_Records supplied_:
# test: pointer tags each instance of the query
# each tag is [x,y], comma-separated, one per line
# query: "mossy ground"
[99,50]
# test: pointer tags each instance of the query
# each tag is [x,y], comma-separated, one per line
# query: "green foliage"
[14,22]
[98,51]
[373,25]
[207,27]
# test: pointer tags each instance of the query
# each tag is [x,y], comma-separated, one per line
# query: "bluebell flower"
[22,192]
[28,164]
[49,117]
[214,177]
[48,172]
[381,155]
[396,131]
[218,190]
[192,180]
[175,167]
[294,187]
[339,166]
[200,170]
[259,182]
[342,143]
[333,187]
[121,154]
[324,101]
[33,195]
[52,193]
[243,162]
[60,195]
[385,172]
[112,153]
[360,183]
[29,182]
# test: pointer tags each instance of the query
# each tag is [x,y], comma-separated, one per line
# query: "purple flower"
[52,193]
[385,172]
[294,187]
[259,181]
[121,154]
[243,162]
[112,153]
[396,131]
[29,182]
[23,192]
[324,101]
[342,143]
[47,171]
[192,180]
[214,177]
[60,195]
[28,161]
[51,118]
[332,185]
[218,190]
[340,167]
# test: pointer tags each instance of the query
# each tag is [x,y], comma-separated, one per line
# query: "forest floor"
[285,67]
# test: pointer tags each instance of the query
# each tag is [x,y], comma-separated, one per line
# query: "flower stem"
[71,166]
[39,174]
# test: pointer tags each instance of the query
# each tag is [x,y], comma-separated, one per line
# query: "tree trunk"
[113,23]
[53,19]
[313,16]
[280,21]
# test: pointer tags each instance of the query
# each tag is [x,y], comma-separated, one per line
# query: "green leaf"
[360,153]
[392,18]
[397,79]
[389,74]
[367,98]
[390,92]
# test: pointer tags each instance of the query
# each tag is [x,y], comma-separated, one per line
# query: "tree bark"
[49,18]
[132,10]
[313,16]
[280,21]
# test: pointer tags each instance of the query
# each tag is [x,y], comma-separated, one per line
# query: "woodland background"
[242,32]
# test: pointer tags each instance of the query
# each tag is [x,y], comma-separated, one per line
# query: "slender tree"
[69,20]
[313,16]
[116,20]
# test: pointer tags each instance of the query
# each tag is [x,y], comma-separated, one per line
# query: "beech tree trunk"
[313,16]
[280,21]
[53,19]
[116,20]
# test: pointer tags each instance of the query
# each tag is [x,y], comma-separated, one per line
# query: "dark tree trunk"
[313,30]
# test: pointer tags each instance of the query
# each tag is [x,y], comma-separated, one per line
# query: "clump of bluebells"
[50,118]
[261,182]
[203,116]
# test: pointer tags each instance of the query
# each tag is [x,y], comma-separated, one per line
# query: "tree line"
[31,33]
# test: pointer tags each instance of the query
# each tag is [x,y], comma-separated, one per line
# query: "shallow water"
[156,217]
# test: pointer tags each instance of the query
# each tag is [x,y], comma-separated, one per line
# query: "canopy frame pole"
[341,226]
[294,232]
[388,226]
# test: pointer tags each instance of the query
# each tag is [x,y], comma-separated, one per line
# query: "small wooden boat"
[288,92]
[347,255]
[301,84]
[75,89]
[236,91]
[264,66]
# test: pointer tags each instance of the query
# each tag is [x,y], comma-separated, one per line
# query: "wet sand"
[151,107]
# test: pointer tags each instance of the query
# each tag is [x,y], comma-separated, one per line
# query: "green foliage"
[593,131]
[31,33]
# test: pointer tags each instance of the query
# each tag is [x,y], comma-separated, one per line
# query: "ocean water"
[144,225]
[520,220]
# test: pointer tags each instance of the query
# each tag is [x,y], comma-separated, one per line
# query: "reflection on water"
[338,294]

_Problem description_: Reprint the whole listing above exactly.

_Written response_:
# test: pointer tags each instance of the query
# each tag is [x,y], comma-separated, one per line
# query: "mossy ground"
[99,50]
# test: pointer tags each instance of the query
# each tag is [x,y], comma-separated, one per line
# query: "green foliage"
[14,22]
[98,51]
[373,25]
[207,27]
# test: pointer tags each instance of the query
# each tag is [x,y], comma-separated, one per line
# query: "bluebell flower"
[22,192]
[28,164]
[49,117]
[214,177]
[48,172]
[381,155]
[396,131]
[218,190]
[192,180]
[175,167]
[294,187]
[339,166]
[200,170]
[259,182]
[342,143]
[333,187]
[121,154]
[324,101]
[33,195]
[52,193]
[243,162]
[60,195]
[385,172]
[112,153]
[360,183]
[29,182]
# test: pointer tags each instance of the query
# each tag is [x,y], comma-separated, one per line
# query: "purple flower"
[52,193]
[385,172]
[294,187]
[259,181]
[121,154]
[243,162]
[112,153]
[396,131]
[29,182]
[23,192]
[324,101]
[342,143]
[47,171]
[192,180]
[214,177]
[60,195]
[28,161]
[51,118]
[332,185]
[218,190]
[340,167]
# test: pointer tags each instance of the query
# each tag is [x,y], comma-separated, one per line
# query: "forest floor"
[285,67]
# test: pointer tags each instance of the query
# each tag is [x,y], comma-separated, one per line
# query: "flower stem"
[71,166]
[39,174]
# test: pointer tags each instance of the query
# each tag is [x,y], comma-separated, one per line
# query: "tree trunk"
[113,23]
[53,19]
[313,16]
[280,21]
# test: pointer tags each instance of the query
# each tag is [x,y], comma-separated, one per line
# query: "green leaf"
[360,153]
[392,18]
[397,79]
[389,74]
[367,98]
[390,92]
# test: pointer tags each instance of the query
# each tag is [x,y], comma-separated, one per line
# query: "tree bark"
[49,18]
[132,10]
[313,16]
[280,21]
# test: pointer tags each instance of the query
# each tag is [x,y], comma-separated, one per line
# query: "woodland background"
[242,32]
# test: pointer tags each instance of the query
# each tag is [x,y], comma-separated, one per line
# query: "slender tree"
[69,20]
[313,16]
[116,20]
# test: pointer tags each instance of the query
# each tag is [x,y], comma-separated, one per line
# query: "beech tree trunk"
[313,16]
[280,21]
[53,19]
[116,20]
# test: pointer tags each instance of the query
# each tag is [x,y], comma-separated, one per line
# query: "dark tree trunk"
[313,30]
# test: pointer tags each instance of the query
# each tag is [x,y], comma-separated, one per line
# query: "clump of bluebells"
[50,118]
[261,182]
[203,116]
# test: pointer tags each instance of the query
# each tag is [x,y], comma-separated, one per line
# query: "tree line"
[31,33]
# test: pointer tags each instance of the query
# each tag is [x,y], comma-separated, one per line
# query: "shallow water"
[156,217]
# test: pointer tags each instance of the query
# each tag is [x,y], comma-separated, one per line
# query: "canopy frame pole"
[341,226]
[294,232]
[388,226]
# test: pointer tags each instance of the query
# each tag is [x,y], comma-separated, one per line
# query: "small wooden boat"
[288,92]
[347,255]
[301,84]
[75,89]
[236,91]
[264,66]
# test: pointer tags each instance of the query
# each tag is [x,y], comma-separated, one per line
# query: "wet sand"
[151,107]
# test: pointer tags each instance of the query
# each tag is [x,y], comma-separated, one per line
# query: "green foliage"
[593,131]
[31,33]
# test: pointer tags each instance of the query
# each tag is [x,y], comma-separated, one per line
# query: "ocean water"
[144,225]
[520,220]
# test: pointer tags each instance of the query
# each tag is [x,y], comma-separated, one per line
# query: "reflection on water"
[338,294]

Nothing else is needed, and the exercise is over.